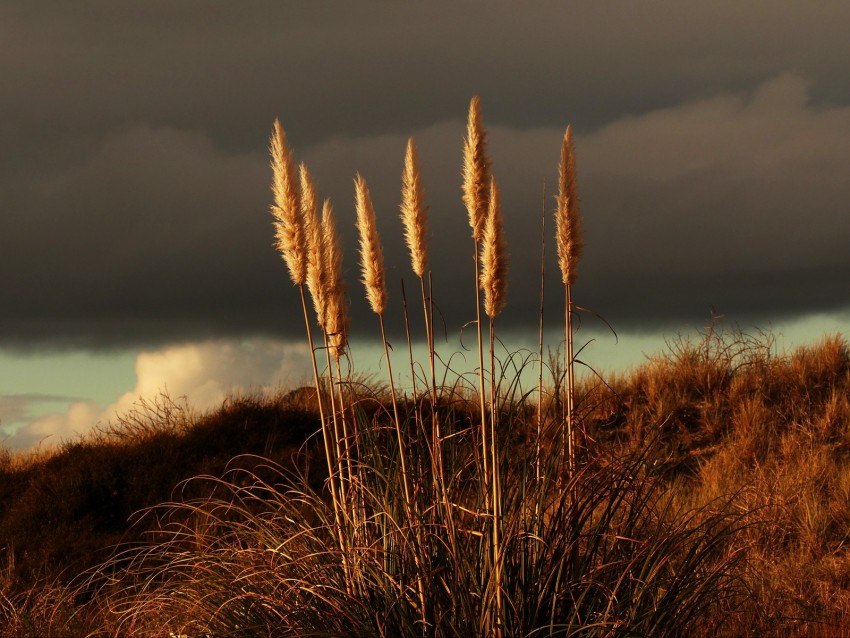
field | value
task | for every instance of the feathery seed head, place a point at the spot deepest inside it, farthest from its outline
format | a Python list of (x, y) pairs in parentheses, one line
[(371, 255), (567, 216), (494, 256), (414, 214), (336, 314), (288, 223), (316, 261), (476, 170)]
____________
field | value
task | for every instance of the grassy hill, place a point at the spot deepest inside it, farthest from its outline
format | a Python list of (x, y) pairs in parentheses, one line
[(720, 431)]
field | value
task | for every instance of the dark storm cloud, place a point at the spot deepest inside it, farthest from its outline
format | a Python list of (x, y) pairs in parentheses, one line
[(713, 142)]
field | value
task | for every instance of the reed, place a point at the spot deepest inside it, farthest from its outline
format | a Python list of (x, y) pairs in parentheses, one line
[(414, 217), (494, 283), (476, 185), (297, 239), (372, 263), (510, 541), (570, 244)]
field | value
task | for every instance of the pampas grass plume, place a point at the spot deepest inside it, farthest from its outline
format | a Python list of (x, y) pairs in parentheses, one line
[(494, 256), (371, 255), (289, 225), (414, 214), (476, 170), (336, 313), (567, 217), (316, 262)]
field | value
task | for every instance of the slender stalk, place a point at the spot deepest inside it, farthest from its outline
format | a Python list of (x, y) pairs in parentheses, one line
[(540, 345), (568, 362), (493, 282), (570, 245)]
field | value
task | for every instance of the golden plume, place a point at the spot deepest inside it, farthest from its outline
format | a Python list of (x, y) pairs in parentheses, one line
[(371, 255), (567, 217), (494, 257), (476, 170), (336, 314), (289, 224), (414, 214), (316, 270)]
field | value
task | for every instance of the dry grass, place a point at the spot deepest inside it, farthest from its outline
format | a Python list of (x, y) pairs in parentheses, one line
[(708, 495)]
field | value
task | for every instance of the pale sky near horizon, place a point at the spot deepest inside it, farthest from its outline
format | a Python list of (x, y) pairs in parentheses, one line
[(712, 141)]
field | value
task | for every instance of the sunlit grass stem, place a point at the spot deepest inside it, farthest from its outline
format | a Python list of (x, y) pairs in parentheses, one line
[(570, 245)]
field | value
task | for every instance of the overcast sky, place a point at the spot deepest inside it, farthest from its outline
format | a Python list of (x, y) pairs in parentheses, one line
____________
Exercise details:
Count the lines in the items above that contain the word "plume". Reply with the number only.

Answer to the task:
2